Task to complete >> Give back the data below word for word. Any image in it should be left out.

The data >>
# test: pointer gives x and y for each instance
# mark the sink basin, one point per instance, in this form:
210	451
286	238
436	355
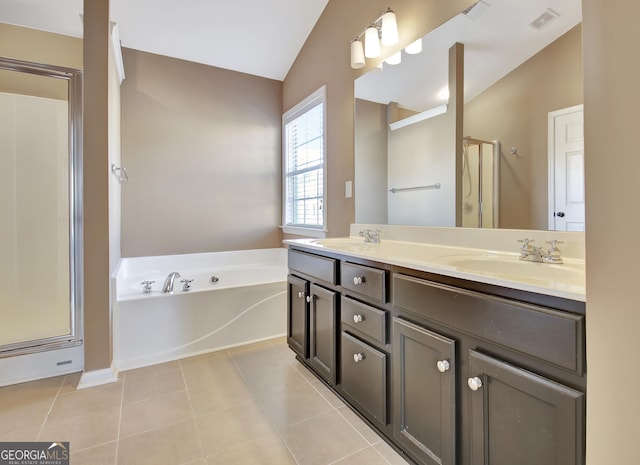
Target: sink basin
512	266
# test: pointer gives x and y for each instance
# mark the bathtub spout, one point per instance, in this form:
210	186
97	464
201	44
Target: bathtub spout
167	288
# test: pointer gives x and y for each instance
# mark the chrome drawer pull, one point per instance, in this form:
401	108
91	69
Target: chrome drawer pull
474	383
443	365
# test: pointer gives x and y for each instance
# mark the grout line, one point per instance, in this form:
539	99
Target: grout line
279	433
46	416
349	455
120	419
193	412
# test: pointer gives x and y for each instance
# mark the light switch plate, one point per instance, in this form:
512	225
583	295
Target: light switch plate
348	189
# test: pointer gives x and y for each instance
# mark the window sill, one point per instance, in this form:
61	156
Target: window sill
308	232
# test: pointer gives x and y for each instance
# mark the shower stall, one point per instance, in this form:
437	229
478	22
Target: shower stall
41	211
480	183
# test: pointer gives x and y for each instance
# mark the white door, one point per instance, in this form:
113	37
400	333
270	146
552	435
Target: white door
566	169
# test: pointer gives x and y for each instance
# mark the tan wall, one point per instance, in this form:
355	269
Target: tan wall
514	111
612	164
370	155
27	44
202	148
97	318
324	59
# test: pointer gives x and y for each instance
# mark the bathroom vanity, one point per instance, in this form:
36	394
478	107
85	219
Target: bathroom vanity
452	364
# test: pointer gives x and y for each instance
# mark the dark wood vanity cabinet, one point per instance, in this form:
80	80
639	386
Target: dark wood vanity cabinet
520	367
323	317
450	372
313	311
424	386
521	417
298	315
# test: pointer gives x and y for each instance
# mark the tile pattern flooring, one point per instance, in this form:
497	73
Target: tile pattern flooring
250	405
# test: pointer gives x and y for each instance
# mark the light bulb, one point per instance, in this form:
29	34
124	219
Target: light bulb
389	29
371	43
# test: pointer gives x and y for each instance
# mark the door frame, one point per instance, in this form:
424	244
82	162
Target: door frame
551	177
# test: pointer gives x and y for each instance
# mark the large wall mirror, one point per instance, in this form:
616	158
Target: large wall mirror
522	64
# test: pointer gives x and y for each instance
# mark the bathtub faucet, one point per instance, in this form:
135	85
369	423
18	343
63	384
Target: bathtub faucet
167	288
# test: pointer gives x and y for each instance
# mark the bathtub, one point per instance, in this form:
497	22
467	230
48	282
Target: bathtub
235	298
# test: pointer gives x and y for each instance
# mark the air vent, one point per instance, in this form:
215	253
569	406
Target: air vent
476	10
544	19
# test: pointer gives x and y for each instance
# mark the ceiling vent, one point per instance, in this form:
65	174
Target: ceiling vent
544	19
476	10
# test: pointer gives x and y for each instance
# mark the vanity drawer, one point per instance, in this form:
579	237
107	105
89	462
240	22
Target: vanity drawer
364	319
550	335
323	268
365	280
364	377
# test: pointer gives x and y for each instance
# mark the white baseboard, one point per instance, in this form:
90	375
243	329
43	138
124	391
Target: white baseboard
39	365
98	377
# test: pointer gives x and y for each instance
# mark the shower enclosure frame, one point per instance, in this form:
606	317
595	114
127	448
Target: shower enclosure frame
468	141
76	281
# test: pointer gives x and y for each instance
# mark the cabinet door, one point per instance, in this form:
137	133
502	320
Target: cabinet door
363	371
521	418
424	393
323	332
298	315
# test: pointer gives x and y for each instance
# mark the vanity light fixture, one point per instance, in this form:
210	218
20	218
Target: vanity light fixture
384	28
371	42
357	54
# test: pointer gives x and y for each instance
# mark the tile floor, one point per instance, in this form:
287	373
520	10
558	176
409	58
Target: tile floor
250	405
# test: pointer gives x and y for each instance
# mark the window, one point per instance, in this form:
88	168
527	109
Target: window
303	160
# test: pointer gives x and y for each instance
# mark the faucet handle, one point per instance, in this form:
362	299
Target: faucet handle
147	286
553	254
526	244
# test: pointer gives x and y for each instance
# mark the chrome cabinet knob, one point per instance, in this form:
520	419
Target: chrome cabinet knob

Answer to the problem >>
# test: pointer gives x and y for each instance
# mark the sink basin, one point per instance, in this form:
210	451
286	238
436	355
Target: sink basin
512	266
# test: pointer gives x and y for each instance
# mark the bathtub spout, one point per instance, in this form:
210	186
97	464
201	44
Target: bathtub spout
167	288
# test: pointer gives x and y for each instance
# mark the chrome drawer pull, one point per instance, in this form:
401	108
91	69
Target: chrome drawer pull
474	383
443	365
# test: pointer gives x and y for each instance
# mark the grout line, one point per instance, in this form:
539	99
Target: grout line
279	433
46	416
349	455
120	419
193	412
# test: pointer gives x and y for each instance
# mark the light switch plate, one point per instance, in this form:
512	225
583	295
Target: light switch plate
348	189
# test: pointer gives x and y for each instance
# mark the window sill, one point per instance, in this form:
61	156
Target: window sill
308	232
# test: pointer gives x and y for each instance
# mark the shower stall, one point per instance, in this form:
437	229
478	22
Target: shower stall
41	211
480	183
# test: pointer gives x and y for each instance
# mark the white door, one point per instance, in this form:
113	37
400	333
270	146
552	435
Target: white door
566	169
# test: pointer gives x and y for each instance
# mark the tan wall, one point per instance, in this form:
355	269
Target: tan wall
514	111
612	164
370	155
27	44
202	148
97	318
324	59
# test: pointer gives x and y for each instance
# mark the bathroom vanity, one point per instance, in this form:
36	394
478	107
85	219
Target: bathroom vanity
452	364
# test: pointer gives x and y for each instance
# mark the dark wood vanity cabinet, one point per instance, in this form:
80	80
639	386
Target: dark wood vanity cabinet
520	367
323	317
450	372
313	311
424	386
521	417
298	315
# test: pointer gives x and y for each instance
# mark the tile pattern flooring, one point per instance, in this form:
497	73
Target: tile pattern flooring
250	405
# test: pointer gives x and y for each instance
# mark the light bulb, one point per instance, in this form:
29	34
124	219
Target: light bulb
389	29
371	43
# test: pointer gives x and y for each instance
# mark the door frame, one point per instance, in this form:
424	244
82	162
Target: door frame
551	177
# test: pointer gives x and y for each instance
# mark the large wall mirror, one point per instance, in this form:
616	158
Target: large wall mirror
522	64
# test: pointer gives x and y for each instance
# mark the bathtub faucet, one point per instance, in this form:
135	85
369	423
18	343
63	384
Target: bathtub faucet
167	288
# test: pointer gives x and y for each instance
# mark the bathtub, one point per instance, in this form:
497	22
467	230
48	282
Target: bathtub
235	298
# test: pointer gives x and y for each instance
# mark the air vent, one point per instance, in this form:
215	253
569	406
Target: air vent
476	10
544	19
# test: pointer gives x and y for each instance
# mark the ceiling vent, one point per instance, in this form:
65	174
Target: ceiling vent
544	19
476	10
# test: pointer gives x and y for each instance
# mark the vanity drawer, one point per instance, in this form:
579	237
107	105
89	462
240	22
Target: vanity drawer
364	319
550	335
323	268
365	280
364	377
# test: pointer gives x and y for each instance
# mark the white baseboard, one point per instance, in this form:
90	375
243	329
43	138
124	391
Target: white baseboard
39	365
98	377
# test: pointer gives x and y for each instance
# mark the shower enclosure frame, one point per instance, in this form:
606	317
595	114
127	448
Target: shower enclosure frame
468	141
76	281
# test: pointer gives x and y for each instance
# mark the cabinet door, one point per instance, in this form:
137	133
502	320
Target: cabinet door
363	371
521	418
424	393
323	332
298	315
# test: pointer gives x and y for each instance
# mark the vanity light fixture, one point per instance, in this form:
210	218
20	218
Target: vanity light fixture
384	28
371	42
357	54
# test: pointer gives x and y for each instance
# mark the tile floor, one point per instance, in this form:
287	373
520	10
558	176
409	58
Target: tile floor
250	405
# test: pointer gives x and y for each instance
# mark the window, one point per instance, in this form:
88	168
527	109
Target: window
303	160
# test: pointer gives x and y for each instance
# mark the faucet handle, one point per instance, in this form:
362	299
Target: faucet handle
147	286
553	254
526	244
# test: pointer gives x and y for each instance
# mark the chrome cabinet knob, one point per instance, in this form:
520	419
Target: chrome cabinet knob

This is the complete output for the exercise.